YOUR ASSIGNMENT:
State how many lines in the entries below hold the word "table", with nothing besides the number.

[Collected data]
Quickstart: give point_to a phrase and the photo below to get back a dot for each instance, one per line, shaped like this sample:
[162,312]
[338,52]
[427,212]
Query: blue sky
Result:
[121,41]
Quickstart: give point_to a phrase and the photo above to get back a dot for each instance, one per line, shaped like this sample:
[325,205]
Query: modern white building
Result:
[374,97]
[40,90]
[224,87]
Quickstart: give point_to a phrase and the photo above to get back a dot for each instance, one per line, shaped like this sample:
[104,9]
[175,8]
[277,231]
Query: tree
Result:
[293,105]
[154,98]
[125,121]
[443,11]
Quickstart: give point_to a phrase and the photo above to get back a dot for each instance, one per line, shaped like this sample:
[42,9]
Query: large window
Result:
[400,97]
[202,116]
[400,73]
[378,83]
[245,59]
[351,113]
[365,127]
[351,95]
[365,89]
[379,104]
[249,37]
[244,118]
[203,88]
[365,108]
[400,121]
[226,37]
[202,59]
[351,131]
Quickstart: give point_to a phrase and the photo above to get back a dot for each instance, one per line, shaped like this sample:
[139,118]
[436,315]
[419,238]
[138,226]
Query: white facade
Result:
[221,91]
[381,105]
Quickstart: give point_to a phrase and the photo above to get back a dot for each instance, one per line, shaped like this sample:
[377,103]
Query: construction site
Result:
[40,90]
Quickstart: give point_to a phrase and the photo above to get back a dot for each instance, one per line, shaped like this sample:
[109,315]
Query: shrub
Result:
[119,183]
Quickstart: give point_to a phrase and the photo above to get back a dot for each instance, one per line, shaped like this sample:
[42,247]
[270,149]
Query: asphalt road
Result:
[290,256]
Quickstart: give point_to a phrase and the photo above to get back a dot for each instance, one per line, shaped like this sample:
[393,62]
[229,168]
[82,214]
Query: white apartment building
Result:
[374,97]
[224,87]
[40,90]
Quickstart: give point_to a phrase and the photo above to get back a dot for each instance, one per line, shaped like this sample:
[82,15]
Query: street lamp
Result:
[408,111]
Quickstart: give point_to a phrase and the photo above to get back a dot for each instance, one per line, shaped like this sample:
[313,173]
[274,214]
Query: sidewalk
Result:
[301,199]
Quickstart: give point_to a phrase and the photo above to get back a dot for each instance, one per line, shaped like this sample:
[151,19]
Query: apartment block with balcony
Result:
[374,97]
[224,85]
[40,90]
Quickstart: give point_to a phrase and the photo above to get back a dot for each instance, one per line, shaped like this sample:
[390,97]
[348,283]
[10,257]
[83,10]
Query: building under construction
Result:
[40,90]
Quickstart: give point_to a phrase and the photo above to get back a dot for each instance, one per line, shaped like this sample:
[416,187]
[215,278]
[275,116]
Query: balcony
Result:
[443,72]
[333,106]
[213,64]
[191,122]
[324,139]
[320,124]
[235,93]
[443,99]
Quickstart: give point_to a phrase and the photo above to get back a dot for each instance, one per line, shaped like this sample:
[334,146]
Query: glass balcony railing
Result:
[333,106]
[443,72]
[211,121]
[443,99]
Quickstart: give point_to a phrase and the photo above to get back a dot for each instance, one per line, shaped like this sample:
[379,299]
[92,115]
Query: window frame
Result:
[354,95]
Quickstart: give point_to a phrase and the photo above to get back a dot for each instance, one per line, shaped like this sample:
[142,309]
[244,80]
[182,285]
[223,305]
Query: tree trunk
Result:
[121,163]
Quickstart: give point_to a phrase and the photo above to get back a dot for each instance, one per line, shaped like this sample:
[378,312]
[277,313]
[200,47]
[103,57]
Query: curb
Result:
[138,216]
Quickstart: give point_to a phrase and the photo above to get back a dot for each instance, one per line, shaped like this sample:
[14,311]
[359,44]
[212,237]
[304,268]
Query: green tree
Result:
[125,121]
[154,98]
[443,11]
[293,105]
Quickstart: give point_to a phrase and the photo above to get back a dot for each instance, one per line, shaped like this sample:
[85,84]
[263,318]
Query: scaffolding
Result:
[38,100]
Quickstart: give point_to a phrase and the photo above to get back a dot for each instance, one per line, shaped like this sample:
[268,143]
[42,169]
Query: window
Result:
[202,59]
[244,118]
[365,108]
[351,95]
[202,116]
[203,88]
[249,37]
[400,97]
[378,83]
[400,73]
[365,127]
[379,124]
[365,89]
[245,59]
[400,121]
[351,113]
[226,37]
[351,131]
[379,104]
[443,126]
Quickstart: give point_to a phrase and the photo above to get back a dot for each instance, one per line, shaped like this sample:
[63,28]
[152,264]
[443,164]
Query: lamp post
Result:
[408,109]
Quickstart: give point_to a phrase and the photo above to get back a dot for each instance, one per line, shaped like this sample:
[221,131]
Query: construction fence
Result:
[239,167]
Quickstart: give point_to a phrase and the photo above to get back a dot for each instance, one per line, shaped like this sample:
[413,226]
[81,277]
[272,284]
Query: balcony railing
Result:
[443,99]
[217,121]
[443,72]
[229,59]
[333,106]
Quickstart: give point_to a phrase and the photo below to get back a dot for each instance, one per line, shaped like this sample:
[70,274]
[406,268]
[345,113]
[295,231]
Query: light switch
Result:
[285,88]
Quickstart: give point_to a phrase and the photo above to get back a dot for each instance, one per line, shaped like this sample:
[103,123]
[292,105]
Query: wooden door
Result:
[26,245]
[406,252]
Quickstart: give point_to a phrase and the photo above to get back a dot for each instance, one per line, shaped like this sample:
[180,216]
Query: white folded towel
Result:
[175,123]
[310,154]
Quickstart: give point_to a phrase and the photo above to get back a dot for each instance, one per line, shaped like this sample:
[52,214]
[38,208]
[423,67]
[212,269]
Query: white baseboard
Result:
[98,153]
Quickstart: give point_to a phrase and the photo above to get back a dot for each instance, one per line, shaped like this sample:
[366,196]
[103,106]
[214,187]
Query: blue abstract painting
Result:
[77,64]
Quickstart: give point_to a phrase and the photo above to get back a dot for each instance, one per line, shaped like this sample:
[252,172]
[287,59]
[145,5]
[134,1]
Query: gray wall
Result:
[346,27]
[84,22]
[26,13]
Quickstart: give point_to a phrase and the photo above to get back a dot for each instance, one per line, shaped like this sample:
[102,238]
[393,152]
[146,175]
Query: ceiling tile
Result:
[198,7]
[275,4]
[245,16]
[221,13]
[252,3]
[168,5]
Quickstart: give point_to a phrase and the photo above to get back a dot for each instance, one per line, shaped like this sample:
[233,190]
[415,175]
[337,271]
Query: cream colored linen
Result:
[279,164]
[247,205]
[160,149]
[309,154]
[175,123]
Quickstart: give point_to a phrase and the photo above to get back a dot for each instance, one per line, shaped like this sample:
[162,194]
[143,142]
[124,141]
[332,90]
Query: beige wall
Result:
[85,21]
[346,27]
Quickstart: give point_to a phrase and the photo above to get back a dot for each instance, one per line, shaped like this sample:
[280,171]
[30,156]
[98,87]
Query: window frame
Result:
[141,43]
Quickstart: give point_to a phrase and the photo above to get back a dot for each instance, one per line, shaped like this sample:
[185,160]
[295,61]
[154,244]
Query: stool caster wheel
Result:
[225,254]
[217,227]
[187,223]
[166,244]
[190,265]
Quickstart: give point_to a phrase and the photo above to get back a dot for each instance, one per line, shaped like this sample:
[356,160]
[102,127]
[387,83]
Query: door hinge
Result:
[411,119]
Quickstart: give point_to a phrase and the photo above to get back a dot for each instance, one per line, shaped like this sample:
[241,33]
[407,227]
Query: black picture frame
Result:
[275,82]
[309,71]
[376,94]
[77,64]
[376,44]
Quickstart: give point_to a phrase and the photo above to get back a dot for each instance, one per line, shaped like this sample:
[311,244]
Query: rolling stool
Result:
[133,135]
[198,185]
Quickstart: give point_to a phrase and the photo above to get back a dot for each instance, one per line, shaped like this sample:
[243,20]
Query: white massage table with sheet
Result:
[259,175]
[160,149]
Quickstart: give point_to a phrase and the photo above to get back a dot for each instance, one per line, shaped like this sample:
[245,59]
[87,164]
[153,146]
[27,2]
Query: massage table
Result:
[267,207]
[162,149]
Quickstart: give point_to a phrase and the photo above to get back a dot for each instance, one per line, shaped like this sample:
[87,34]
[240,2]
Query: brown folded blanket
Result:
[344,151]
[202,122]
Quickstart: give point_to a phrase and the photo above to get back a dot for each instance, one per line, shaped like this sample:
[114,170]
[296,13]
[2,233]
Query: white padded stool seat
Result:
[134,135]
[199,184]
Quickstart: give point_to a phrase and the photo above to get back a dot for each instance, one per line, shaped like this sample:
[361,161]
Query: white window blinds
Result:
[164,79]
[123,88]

TASK OUTPUT:
2